### What the exercise asks
Repeat the listing word for word. No pictures belong in the copy.

### Information given
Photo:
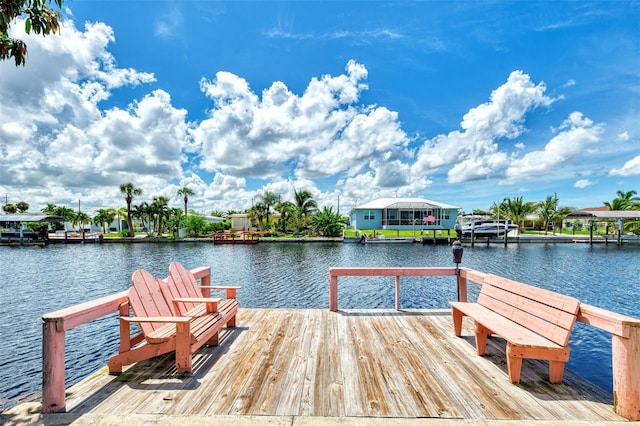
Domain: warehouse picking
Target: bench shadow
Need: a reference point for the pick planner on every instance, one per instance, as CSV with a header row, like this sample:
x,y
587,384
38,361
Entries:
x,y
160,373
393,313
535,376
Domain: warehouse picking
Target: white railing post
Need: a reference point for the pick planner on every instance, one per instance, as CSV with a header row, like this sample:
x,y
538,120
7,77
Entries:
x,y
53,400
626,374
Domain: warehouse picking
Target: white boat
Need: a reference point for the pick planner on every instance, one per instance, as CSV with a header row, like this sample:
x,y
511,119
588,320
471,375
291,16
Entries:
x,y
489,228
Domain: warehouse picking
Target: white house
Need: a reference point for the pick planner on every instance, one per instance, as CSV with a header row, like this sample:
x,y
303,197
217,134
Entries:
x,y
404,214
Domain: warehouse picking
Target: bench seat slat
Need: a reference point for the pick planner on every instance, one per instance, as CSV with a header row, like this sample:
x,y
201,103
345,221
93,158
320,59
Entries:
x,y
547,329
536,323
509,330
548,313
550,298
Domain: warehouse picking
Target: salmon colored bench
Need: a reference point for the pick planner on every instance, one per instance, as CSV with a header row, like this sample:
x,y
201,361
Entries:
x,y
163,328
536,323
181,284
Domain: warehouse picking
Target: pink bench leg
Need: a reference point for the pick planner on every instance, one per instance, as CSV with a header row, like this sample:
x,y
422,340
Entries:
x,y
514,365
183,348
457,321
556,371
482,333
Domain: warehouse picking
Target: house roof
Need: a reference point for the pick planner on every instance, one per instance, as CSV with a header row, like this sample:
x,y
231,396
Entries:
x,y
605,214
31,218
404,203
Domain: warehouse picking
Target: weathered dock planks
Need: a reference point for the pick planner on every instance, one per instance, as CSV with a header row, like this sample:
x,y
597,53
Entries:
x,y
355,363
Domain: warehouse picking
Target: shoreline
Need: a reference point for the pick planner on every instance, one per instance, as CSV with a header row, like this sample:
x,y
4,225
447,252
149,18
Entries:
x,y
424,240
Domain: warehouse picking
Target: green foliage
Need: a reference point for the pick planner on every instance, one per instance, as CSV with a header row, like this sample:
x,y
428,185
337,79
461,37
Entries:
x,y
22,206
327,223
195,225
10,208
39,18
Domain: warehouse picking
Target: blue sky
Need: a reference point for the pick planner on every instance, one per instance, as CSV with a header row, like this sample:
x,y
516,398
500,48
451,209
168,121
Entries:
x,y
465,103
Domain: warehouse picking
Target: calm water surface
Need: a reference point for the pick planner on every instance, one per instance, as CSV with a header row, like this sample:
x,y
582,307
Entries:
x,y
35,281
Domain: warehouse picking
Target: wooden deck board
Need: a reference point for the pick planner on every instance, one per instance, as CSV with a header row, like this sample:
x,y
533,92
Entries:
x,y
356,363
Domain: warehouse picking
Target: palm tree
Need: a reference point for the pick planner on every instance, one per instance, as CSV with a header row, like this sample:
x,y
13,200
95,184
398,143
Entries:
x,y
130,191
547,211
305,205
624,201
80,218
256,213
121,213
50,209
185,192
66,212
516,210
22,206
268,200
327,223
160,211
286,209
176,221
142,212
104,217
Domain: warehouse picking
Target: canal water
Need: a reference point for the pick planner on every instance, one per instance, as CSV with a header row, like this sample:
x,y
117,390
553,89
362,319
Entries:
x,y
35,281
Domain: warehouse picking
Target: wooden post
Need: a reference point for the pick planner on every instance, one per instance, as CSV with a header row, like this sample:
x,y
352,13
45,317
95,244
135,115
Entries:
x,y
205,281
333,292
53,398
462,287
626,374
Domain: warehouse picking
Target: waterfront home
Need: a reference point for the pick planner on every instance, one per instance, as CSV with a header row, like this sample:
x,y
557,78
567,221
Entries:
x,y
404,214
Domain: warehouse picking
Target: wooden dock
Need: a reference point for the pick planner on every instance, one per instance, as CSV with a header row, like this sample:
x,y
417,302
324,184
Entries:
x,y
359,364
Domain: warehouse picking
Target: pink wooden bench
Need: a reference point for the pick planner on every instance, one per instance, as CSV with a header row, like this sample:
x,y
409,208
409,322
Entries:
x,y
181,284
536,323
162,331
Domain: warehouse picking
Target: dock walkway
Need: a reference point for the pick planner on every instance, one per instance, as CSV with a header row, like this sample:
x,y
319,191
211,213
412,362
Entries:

### Answer for the task
Photo:
Domain: warehouse picking
Target: bench shadow
Need: a reference point for the pick planner on every instance, one per instance, as CSV with a header row, like this sample:
x,y
587,384
38,361
Entries:
x,y
160,373
393,313
535,376
Domain: warehouse picking
Target: white railing post
Need: a reference point for the pick planner on every instance, one per instance, as CSV with a header row, like this sample:
x,y
538,120
7,77
Entries:
x,y
53,400
626,374
Domain: warehouse picking
Target: white boat
Need: a reference point for the pick planner on every instance, one per instance, as CSV with a header row, like this sample:
x,y
511,119
588,320
471,375
291,16
Entries:
x,y
489,228
Domain: warehouse picking
Target: white house
Need: a reference point for the pick planner on every instance, one per instance, as CSV with a header row, like this sample:
x,y
303,197
217,134
Entries:
x,y
404,214
Domain: warehouse picking
Target: bench seat slat
Need: a reference point for the pick planner on every instance, one per instance, as CSV with a header row, like this sample:
x,y
201,103
345,221
93,158
320,59
Entries:
x,y
547,329
536,323
509,330
548,313
550,298
Domain: warehouse picking
Target: salmon colored bench
Need: a reference point for the pick planner on every instance, one per instance, as CSV with a header row, like this sample:
x,y
201,361
Entries:
x,y
163,328
536,323
181,284
Domain: warehouse picking
Target: pink bench leg
Need: a reference point for the pick planner on every instance, one per instance, as CSV with a header row, like this sample:
x,y
422,340
Entries:
x,y
514,365
183,348
457,321
556,371
482,333
Domain: warehouse picking
Target: house roof
Need: a reference point for the pick planner on every instance, one per instance, as CSV with a header row, like this sample:
x,y
231,396
Entries:
x,y
605,214
31,218
404,203
Domain: warehouse picking
Target: weathered dock planks
Need: a reference point for the pick planner on every instance, one per instance, as CSV with a header row, like this sample:
x,y
597,53
Entries:
x,y
355,363
Domain: warehouse picking
Target: shoreline
Need: a reference point for the pick planner on every instance, one per instance, as CSV with a header row, like this sample:
x,y
4,225
447,252
149,18
Entries:
x,y
424,240
Domain: warehouse picking
Target: green foliage
Need: a reference point for the pick planner on every instance, one per instance, as CSV with a header row, like this sample:
x,y
428,185
337,79
461,37
Entries:
x,y
22,206
327,223
195,225
10,208
39,18
Domain: warehouse picking
Target: blue sky
Need: a reference point for the pick planner on every instance, one per instance, as CSV with a header row, like this sample:
x,y
516,398
500,48
451,209
168,121
Entries:
x,y
465,103
Domain: warehouse picking
Target: calm water surface
Need: a reference point for the pick planner on every instance, one per instance, as CSV with a header row, like this sample:
x,y
582,307
Entries:
x,y
35,281
Domain: warehouse picking
Target: wooden deck board
Need: a reference point for the pick planner on every instance, one per instance, as CSV with a header row, like this sample:
x,y
533,92
Entries:
x,y
356,363
Domain: warehouse picking
Target: palm tree
Need: a reference point for the pick planner on every instance, one per instance, as CSV with a header row, like this sample:
x,y
13,200
95,184
398,143
Entries:
x,y
130,191
547,211
305,205
624,201
80,218
256,213
121,213
50,209
185,192
66,212
516,210
22,206
268,200
327,223
160,211
286,209
176,221
142,212
104,217
Domain: warehouse picking
Target: canal water
Need: a reference point for the pick planner on every instance, one per instance, as CSV with a header row, like this sample:
x,y
117,390
553,89
362,319
Entries:
x,y
35,281
Domain: warehouse picking
Target: wooden post
Need: a reference point for the pick planner on every instance, one per instance, as CSV with a header row, like this sample:
x,y
352,13
45,317
95,244
135,115
Entries:
x,y
205,281
333,292
53,398
462,287
626,374
Domain: warehouse picking
Target: waterfront home
Need: a reference point for the pick planner on every instance, one per instance, as CSV with a header row, like this sample:
x,y
557,78
567,221
Entries:
x,y
404,214
Domain: warehouse picking
Target: wooden dock
Need: a reference point for the pick planner on every instance, one per instance, as CSV with a header row, like this sample:
x,y
417,302
324,184
Entries:
x,y
359,364
Domain: warehouse picking
Target: pink wooden bench
Need: a reference point for the pick planner on every instance, one per instance, as CSV with a header row, like this sample:
x,y
409,208
409,322
Entries:
x,y
181,284
536,323
162,331
Domain: warehouse picking
Target: dock walkway
Need: a reference point for the pick planner on every instance, one per instance, as CSV with a header row, like this sample:
x,y
319,191
211,213
412,362
Entries:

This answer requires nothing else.